- **WHAT IS REQUIRED**
Starting at the line that holds "For every instance of the sleeveless", copy every line exactly through the end of the data, and no others.
═══
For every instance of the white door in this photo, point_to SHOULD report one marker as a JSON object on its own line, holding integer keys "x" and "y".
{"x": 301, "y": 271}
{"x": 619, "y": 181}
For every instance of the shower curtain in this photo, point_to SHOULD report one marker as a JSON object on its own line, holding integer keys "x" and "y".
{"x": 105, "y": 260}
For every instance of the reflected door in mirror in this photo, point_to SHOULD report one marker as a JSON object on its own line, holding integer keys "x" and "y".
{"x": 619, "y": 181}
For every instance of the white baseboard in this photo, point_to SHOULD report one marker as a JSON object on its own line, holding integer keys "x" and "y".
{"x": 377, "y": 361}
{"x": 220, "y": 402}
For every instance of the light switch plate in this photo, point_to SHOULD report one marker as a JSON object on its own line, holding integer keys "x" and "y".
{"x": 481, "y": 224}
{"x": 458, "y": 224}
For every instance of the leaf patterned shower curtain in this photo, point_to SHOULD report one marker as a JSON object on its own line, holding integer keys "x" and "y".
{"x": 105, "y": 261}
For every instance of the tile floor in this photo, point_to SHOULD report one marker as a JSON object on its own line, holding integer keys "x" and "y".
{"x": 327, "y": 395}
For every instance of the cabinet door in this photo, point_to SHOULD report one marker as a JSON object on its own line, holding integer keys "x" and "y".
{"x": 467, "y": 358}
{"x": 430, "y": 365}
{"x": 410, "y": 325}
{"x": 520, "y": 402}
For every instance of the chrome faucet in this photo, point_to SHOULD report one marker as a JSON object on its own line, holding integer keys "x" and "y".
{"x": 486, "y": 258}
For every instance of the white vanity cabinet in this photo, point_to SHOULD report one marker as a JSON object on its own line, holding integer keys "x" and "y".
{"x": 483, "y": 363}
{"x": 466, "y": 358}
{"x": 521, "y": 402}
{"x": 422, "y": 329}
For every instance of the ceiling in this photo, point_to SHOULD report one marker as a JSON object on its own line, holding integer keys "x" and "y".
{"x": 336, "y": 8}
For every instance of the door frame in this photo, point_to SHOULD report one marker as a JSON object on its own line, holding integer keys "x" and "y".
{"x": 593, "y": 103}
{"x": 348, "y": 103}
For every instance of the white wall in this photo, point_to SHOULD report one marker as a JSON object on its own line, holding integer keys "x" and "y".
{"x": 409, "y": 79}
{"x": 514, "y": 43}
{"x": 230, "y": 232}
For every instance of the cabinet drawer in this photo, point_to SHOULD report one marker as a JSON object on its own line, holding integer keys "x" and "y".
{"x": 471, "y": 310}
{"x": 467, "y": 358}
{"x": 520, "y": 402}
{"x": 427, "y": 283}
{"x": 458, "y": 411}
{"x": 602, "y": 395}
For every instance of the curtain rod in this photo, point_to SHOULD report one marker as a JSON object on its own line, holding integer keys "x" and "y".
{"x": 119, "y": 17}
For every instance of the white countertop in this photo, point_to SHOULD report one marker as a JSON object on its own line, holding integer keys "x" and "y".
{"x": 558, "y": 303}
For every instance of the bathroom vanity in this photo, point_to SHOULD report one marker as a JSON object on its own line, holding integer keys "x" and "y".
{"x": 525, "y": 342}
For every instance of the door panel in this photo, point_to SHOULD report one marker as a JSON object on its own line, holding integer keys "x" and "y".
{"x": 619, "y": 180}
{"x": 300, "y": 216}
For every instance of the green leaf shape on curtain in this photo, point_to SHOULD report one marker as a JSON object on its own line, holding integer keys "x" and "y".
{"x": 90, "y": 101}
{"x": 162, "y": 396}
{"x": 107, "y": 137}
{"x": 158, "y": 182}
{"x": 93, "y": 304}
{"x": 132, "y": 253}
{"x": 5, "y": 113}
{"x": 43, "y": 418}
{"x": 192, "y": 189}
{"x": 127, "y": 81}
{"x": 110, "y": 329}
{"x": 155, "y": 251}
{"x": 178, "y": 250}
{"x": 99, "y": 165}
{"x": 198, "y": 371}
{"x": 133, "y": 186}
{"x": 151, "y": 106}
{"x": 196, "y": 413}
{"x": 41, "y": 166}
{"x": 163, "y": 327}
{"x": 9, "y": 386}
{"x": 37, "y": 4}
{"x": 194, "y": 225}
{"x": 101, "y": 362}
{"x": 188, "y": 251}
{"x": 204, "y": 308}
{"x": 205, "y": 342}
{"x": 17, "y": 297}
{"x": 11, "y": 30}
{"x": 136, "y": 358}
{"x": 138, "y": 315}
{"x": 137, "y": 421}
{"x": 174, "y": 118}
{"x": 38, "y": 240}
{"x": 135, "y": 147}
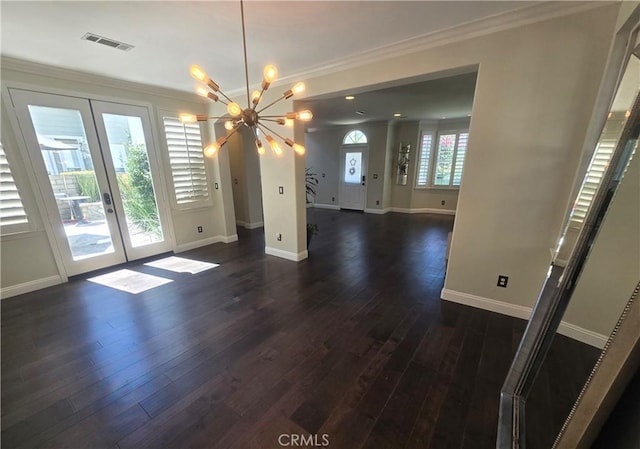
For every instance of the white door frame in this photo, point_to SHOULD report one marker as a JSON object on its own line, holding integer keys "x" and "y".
{"x": 21, "y": 100}
{"x": 364, "y": 149}
{"x": 103, "y": 107}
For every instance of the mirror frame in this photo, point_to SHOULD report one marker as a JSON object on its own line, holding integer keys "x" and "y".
{"x": 555, "y": 295}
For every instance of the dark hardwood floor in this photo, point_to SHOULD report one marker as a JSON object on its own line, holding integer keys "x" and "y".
{"x": 353, "y": 345}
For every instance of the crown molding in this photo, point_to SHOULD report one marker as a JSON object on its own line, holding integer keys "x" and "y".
{"x": 36, "y": 68}
{"x": 526, "y": 15}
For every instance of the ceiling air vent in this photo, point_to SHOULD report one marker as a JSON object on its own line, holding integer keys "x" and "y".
{"x": 106, "y": 41}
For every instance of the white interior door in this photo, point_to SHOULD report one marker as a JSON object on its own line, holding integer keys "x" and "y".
{"x": 85, "y": 190}
{"x": 353, "y": 180}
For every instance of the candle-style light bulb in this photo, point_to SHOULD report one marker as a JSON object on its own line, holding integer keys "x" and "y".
{"x": 234, "y": 109}
{"x": 299, "y": 149}
{"x": 187, "y": 118}
{"x": 211, "y": 150}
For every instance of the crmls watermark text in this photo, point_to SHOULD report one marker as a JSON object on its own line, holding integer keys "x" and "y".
{"x": 294, "y": 439}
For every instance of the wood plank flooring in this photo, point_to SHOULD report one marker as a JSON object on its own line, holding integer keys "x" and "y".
{"x": 353, "y": 344}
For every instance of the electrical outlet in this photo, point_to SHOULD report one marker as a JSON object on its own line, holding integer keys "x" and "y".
{"x": 502, "y": 280}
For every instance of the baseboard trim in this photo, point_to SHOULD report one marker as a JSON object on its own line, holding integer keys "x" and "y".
{"x": 204, "y": 242}
{"x": 567, "y": 329}
{"x": 286, "y": 254}
{"x": 423, "y": 210}
{"x": 486, "y": 304}
{"x": 19, "y": 289}
{"x": 378, "y": 211}
{"x": 326, "y": 206}
{"x": 244, "y": 224}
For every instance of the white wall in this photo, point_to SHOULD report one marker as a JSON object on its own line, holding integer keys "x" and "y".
{"x": 535, "y": 91}
{"x": 612, "y": 270}
{"x": 217, "y": 219}
{"x": 245, "y": 173}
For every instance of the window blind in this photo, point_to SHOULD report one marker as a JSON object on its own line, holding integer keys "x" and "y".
{"x": 11, "y": 209}
{"x": 186, "y": 160}
{"x": 460, "y": 156}
{"x": 593, "y": 178}
{"x": 422, "y": 178}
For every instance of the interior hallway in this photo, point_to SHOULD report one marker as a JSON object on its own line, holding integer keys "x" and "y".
{"x": 353, "y": 343}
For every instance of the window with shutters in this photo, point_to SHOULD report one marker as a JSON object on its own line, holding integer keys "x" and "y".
{"x": 442, "y": 166}
{"x": 354, "y": 137}
{"x": 599, "y": 162}
{"x": 424, "y": 160}
{"x": 187, "y": 161}
{"x": 13, "y": 217}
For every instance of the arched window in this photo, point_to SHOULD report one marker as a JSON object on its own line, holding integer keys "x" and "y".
{"x": 354, "y": 137}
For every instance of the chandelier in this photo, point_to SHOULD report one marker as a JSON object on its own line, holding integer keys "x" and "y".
{"x": 251, "y": 117}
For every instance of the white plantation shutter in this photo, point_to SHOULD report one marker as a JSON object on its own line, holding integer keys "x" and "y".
{"x": 460, "y": 154}
{"x": 599, "y": 162}
{"x": 12, "y": 211}
{"x": 187, "y": 160}
{"x": 424, "y": 158}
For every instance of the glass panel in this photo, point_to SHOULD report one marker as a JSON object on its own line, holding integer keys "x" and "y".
{"x": 353, "y": 168}
{"x": 425, "y": 157}
{"x": 446, "y": 146}
{"x": 64, "y": 148}
{"x": 128, "y": 151}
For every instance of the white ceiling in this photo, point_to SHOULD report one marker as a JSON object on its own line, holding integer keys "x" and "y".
{"x": 300, "y": 37}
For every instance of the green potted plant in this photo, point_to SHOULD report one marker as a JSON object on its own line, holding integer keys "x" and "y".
{"x": 311, "y": 181}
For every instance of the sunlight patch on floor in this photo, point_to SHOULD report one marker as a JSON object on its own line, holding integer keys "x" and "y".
{"x": 181, "y": 265}
{"x": 130, "y": 281}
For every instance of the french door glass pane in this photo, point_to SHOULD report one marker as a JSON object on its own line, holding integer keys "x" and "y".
{"x": 64, "y": 148}
{"x": 353, "y": 168}
{"x": 446, "y": 147}
{"x": 128, "y": 151}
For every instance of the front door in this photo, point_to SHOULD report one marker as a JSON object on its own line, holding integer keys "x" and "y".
{"x": 353, "y": 179}
{"x": 96, "y": 177}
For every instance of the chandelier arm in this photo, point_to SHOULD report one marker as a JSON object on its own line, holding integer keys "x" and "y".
{"x": 259, "y": 98}
{"x": 225, "y": 96}
{"x": 271, "y": 104}
{"x": 244, "y": 46}
{"x": 272, "y": 131}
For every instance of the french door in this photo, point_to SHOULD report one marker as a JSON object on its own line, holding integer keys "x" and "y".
{"x": 97, "y": 170}
{"x": 353, "y": 179}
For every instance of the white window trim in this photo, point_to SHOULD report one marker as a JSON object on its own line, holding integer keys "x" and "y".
{"x": 432, "y": 157}
{"x": 28, "y": 226}
{"x": 191, "y": 205}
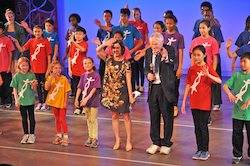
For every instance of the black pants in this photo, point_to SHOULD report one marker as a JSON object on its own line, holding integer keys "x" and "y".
{"x": 158, "y": 104}
{"x": 102, "y": 69}
{"x": 140, "y": 70}
{"x": 30, "y": 110}
{"x": 74, "y": 83}
{"x": 216, "y": 89}
{"x": 5, "y": 89}
{"x": 238, "y": 137}
{"x": 177, "y": 89}
{"x": 200, "y": 118}
{"x": 41, "y": 92}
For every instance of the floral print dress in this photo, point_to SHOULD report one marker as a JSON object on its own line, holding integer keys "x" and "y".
{"x": 114, "y": 89}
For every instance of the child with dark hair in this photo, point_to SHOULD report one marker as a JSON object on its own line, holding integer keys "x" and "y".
{"x": 77, "y": 53}
{"x": 40, "y": 51}
{"x": 199, "y": 79}
{"x": 48, "y": 34}
{"x": 104, "y": 36}
{"x": 176, "y": 40}
{"x": 130, "y": 33}
{"x": 74, "y": 19}
{"x": 166, "y": 14}
{"x": 205, "y": 6}
{"x": 6, "y": 48}
{"x": 239, "y": 82}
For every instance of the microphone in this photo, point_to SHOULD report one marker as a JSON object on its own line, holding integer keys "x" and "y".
{"x": 152, "y": 68}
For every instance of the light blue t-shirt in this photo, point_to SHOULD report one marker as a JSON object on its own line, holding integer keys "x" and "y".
{"x": 129, "y": 33}
{"x": 53, "y": 39}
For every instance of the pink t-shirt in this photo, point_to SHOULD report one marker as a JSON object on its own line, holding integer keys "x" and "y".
{"x": 211, "y": 46}
{"x": 126, "y": 54}
{"x": 6, "y": 46}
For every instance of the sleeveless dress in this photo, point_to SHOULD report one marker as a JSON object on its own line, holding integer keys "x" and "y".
{"x": 114, "y": 89}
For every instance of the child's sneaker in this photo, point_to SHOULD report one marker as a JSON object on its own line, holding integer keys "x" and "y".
═══
- **REPLY**
For every instance of the sleeveless dress in this photo, point_to SHOULD report one marker as a JSON object on its own line, holding integer keys "x" and "y".
{"x": 114, "y": 89}
For every instance of the child's sneaker in this photo, point_to SHOULD report one marker as a JSON object on its own line, holding integer keys "x" and "y".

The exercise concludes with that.